> _Aim of the exercise_
Write out every one of the entries below verbatim, line for line.

[Items drawn from a data source]
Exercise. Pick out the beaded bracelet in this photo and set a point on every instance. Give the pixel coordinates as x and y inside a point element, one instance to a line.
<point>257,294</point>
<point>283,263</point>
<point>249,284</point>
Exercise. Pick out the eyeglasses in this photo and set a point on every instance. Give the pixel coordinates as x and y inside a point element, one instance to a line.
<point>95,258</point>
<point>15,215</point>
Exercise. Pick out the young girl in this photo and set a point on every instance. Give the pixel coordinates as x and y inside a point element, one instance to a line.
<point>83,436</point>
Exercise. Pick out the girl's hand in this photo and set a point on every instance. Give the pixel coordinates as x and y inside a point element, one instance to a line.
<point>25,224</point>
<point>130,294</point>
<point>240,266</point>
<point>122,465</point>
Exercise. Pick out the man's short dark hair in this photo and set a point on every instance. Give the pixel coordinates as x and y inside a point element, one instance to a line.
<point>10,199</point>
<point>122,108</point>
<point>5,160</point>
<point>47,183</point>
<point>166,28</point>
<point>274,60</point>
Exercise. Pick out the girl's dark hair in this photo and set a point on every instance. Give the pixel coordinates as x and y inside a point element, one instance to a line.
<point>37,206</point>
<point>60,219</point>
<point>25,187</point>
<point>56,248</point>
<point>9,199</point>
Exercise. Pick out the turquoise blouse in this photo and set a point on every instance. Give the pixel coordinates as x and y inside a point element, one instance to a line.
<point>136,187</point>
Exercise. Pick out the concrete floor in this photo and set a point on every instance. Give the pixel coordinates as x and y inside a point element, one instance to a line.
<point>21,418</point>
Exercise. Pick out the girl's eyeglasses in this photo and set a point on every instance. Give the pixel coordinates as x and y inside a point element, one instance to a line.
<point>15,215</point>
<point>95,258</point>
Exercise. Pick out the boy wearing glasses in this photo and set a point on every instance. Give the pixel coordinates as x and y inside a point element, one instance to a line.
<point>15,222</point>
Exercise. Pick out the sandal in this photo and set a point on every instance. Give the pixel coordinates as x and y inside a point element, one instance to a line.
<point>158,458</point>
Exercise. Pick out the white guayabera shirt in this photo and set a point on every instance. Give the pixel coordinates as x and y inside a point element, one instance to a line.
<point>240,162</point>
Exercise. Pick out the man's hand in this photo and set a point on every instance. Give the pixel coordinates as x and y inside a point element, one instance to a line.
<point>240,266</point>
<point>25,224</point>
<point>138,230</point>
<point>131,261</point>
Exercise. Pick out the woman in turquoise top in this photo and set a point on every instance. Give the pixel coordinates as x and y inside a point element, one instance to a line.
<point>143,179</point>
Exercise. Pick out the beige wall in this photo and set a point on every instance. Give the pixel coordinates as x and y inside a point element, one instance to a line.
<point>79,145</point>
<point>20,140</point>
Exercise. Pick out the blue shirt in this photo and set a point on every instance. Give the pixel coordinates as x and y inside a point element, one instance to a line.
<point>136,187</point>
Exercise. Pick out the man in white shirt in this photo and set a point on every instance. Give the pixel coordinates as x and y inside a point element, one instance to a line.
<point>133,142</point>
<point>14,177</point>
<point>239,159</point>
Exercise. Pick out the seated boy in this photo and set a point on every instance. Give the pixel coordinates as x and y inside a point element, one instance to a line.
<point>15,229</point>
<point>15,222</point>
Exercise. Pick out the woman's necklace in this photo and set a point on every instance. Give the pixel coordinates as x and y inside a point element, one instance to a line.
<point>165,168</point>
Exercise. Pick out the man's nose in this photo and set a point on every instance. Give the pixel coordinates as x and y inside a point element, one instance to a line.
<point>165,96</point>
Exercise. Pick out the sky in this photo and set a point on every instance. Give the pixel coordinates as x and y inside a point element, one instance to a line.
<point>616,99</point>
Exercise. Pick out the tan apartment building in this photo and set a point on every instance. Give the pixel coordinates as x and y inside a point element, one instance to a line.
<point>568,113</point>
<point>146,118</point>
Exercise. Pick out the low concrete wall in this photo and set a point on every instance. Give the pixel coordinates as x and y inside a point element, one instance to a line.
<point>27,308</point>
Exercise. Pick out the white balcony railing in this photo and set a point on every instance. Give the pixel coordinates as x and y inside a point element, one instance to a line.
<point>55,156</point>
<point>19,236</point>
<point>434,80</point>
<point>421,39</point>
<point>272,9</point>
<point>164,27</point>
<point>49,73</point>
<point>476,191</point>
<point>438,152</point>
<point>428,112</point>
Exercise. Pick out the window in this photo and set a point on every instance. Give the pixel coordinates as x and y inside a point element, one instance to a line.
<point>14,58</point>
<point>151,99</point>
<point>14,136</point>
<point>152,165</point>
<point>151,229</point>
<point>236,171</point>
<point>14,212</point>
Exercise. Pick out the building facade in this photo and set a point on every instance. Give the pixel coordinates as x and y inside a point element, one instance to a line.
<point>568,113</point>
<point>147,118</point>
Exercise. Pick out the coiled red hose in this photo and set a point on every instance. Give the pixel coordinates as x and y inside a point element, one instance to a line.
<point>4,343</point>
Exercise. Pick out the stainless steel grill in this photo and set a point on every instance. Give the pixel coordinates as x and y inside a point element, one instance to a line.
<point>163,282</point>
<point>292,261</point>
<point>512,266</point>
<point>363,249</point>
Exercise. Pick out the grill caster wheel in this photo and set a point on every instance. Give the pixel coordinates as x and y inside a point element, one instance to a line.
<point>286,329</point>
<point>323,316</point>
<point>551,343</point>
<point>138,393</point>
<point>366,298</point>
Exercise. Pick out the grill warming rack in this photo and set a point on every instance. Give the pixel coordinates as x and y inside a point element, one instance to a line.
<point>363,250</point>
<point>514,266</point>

> _Completed task_
Exercise. Pick out the beaded bracelet in this photo and set a point on every instance. Give the pixel coordinates as x and y inside a point element, one instance to a line.
<point>257,294</point>
<point>283,263</point>
<point>249,284</point>
Exercise. Pick out the eyeglasses in this photo and set a point on every instance. Give the pixel coordinates as x and y inside a point element, one instance to a line.
<point>95,258</point>
<point>15,215</point>
Exercise. Pick out the young girl in this photo and set a point on every instance. Give the pixel coordinates as x and y inside a point element, one instance to a line.
<point>83,436</point>
Exercise. Pick out the girl's hand in this photo and set a point on every instance. Give the pixel coordinates as x and y inside a point element, one instance to a line.
<point>25,224</point>
<point>130,294</point>
<point>240,266</point>
<point>122,465</point>
Exercise. Pick out the man's short dark hair in this photo and set a point on every instance. Give the pixel coordinates as x and y inside a point element, one instance to a line.
<point>10,199</point>
<point>122,108</point>
<point>5,160</point>
<point>47,183</point>
<point>166,28</point>
<point>274,60</point>
Exercise. Pick out the girl's dark hair in this photo and set a point on every instance. Give the pixel coordinates as x and y inside a point element, one instance to a line.
<point>37,206</point>
<point>60,219</point>
<point>25,187</point>
<point>56,248</point>
<point>9,199</point>
Exercise. Pick out the turquoise blouse in this photo and set a point on every instance. Give the pixel coordinates as x and y inside a point element, one instance to a line.
<point>136,187</point>
Exercise. Pick out the concrete floor in this photo and set a point on every instance. Give the pixel coordinates as x and y inside a point element, one instance to a line.
<point>21,418</point>
Exercise. Pick out the girl's eyeglasses in this photo and set a point on every instance. Give the pixel coordinates as x and y inside a point element, one instance to a line.
<point>15,215</point>
<point>95,258</point>
Exercise. Pick out the boy wearing glasses in this photo and set a point on every instance. Give the pixel coordinates as x and y inside a point element, one instance to a line.
<point>15,222</point>
Exercise. Pick out the sandal in this photo and set a point on every instance. Give the pixel coordinates as x and y inside a point element, one instance to a line.
<point>158,458</point>
Exercise. Pick out the white guayabera shirt in this photo and set a point on every instance. Give the pixel coordinates as x and y inside a point element, one instance to a line.
<point>240,162</point>
Exercise. Pick out the man's hand in this photo and set a point on every instance. Give the pixel coordinates as x and y inside a point element, one instance to a line.
<point>240,266</point>
<point>25,224</point>
<point>138,230</point>
<point>131,261</point>
Exercise. Pick out the woman in turquoise top in this photo and set a point on every instance. Give the pixel coordinates as x and y inside a point element, one instance to a line.
<point>143,179</point>
Exercise. Pick out the beige wall in this photo and set a point on every instance. Give the pixel coordinates as x and y inside a point element, one instance to a line.
<point>79,145</point>
<point>20,140</point>
Exercise. Pick out the blue shirt in this photo and set a point on every instance. Give the pixel coordinates as x and y inside a point element, one instance to a line.
<point>136,187</point>
Exercise. Pick out the man in white shirt in this photo and set a point on every instance. Give the pixel coordinates as x and y inside a point element, one instance to a line.
<point>133,142</point>
<point>14,177</point>
<point>239,159</point>
Exercise. Pick out the seated boy in this photo and set a point on every instance. Give the pixel coordinates as x and y inside a point element, one instance to a line.
<point>15,229</point>
<point>15,222</point>
Exercise. Pick out the woman's necklace in this photo and set a point on every instance. Give the pixel coordinates as x and y inside a point element, one instance to a line.
<point>165,168</point>
Exercise. Pick out the man's nose in this photo and set a point on every instance. Give the pixel coordinates as x and y inside a point element, one instance to a line.
<point>165,96</point>
Exercise. Pick out the sky in this photo and set a point on every instance. Give the pixel coordinates as x and y inside a point element, one instance to a line.
<point>616,99</point>
Exercise. Pick out the tan apartment building in this photo and set a point on every instance. Give the pixel coordinates as x and y inside a point element, one instance to a line.
<point>568,113</point>
<point>146,118</point>
Exercise. Pick out the low concrete wall in this photo and set a point on every instance. Give the pixel coordinates as x and y inside a point element, one instance to a line.
<point>27,308</point>
Exercise. Pick out the white balcony railing in this photo and set a point on every instance. Give the pixel coordinates as x and y inside a point element, one instance to a line.
<point>55,156</point>
<point>19,236</point>
<point>434,80</point>
<point>421,39</point>
<point>272,9</point>
<point>164,27</point>
<point>49,73</point>
<point>476,191</point>
<point>438,152</point>
<point>428,112</point>
Exercise. Pick out the window in this photo and set a point on every instance. Give the pixel coordinates as x and y inside a point element, one instance to a line.
<point>14,58</point>
<point>151,99</point>
<point>14,136</point>
<point>152,165</point>
<point>151,229</point>
<point>236,171</point>
<point>14,212</point>
Exercise. Pick out the building facade in this photo and set a point on every instance. Give the pixel coordinates as x and y inside a point element, one instance to a line.
<point>568,113</point>
<point>147,118</point>
Exercise. Pick out the coiled red hose in this photo and set a point on every instance. Give the pixel coordinates as x and y inside a point element, one instance to a line.
<point>4,343</point>
Exercise. Pick out the stainless steel grill in this photo and set a point on every instance. Give the pixel coordinates as x and y inside a point element, one instance to a line.
<point>163,282</point>
<point>292,261</point>
<point>512,266</point>
<point>363,249</point>
Exercise. Pick out the grill caster wheel in this photo and set a point on every instance. Give the pixel coordinates as x and y inside a point element, one instance to a line.
<point>286,329</point>
<point>323,316</point>
<point>551,343</point>
<point>138,393</point>
<point>366,298</point>
Exercise. Pick out the grill warming rack in this photo and set a point on every instance. Give the pixel coordinates as x and y inside a point element, one instance to a line.
<point>363,250</point>
<point>514,266</point>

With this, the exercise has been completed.